BEGIN Text for analysis

Software Engineer, Scalability and Capability

Anthropic • Full-time • San Francisco, California, United States • 4d ago

About the role:

Our Scalability and Capability Inference team is responsible for building and maintaining the critical systems that serve our LLMs to a diverse set of consumers. As the cornerstone of our service delivery, the team focuses on scaling inference systems, ensuring reliability, optimizing compute resource efficiency, and developing new inference capabilities. The team tackles complex distributed systems challenges across our entire inference stack, from optimal request routing to efficient prompt caching.

You may be a good fit if you:

Have significant software engineering experience
Are results-oriented, with a bias towards flexibility and impact
Pick up slack, even if it goes outside your job description
Enjoy pair programming (we love to pair!)

END Text for analysis

- [Your instructions] Copy the text of the job posting word for word from "Anthropic • Full-time" to "love to pair!)".

BEGIN Supplied data

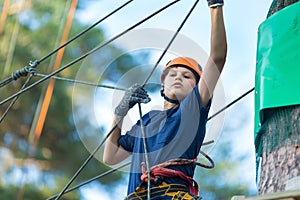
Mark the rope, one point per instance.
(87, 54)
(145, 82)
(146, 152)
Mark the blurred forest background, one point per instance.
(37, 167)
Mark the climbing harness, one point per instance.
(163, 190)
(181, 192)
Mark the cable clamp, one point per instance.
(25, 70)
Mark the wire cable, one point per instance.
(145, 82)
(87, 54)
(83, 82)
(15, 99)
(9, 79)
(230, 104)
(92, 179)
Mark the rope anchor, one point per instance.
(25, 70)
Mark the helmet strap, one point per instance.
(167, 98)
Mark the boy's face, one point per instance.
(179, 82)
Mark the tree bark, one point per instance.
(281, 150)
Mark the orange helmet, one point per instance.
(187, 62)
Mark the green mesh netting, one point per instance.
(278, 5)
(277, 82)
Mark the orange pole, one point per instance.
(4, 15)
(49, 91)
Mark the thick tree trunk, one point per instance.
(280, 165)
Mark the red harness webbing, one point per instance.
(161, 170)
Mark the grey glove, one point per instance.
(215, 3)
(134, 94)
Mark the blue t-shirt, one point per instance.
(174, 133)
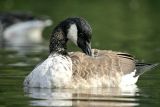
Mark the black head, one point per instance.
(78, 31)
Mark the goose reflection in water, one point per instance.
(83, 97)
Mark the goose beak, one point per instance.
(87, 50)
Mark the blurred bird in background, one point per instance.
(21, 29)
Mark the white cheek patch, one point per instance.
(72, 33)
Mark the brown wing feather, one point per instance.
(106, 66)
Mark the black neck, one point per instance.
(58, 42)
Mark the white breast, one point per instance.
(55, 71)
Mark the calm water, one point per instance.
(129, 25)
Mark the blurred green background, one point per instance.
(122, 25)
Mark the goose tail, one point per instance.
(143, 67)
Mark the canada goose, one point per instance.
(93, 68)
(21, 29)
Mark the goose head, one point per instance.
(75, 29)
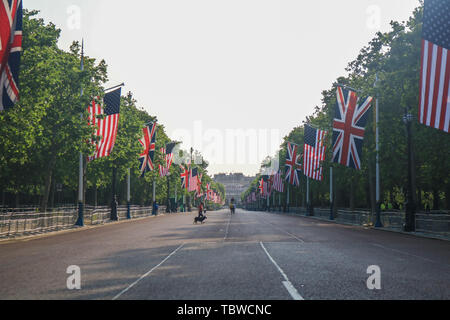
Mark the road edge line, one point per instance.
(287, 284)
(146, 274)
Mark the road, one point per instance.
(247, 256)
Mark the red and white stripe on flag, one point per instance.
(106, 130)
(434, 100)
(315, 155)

END Supplied data

- [Output]
Anthropic • Full-time • San Francisco, California, United States • 4d ago

About the role:

Our Scalability and Capability Inference team is responsible for building and maintaining the critical systems that serve our LLMs to a diverse set of consumers. As the cornerstone of our service delivery, the team focuses on scaling inference systems, ensuring reliability, optimizing compute resource efficiency, and developing new inference capabilities. The team tackles complex distributed systems challenges across our entire inference stack, from optimal request routing to efficient prompt caching.

You may be a good fit if you:

Have significant software engineering experience
Are results-oriented, with a bias towards flexibility and impact
Pick up slack, even if it goes outside your job description
Enjoy pair programming (we love to pair!)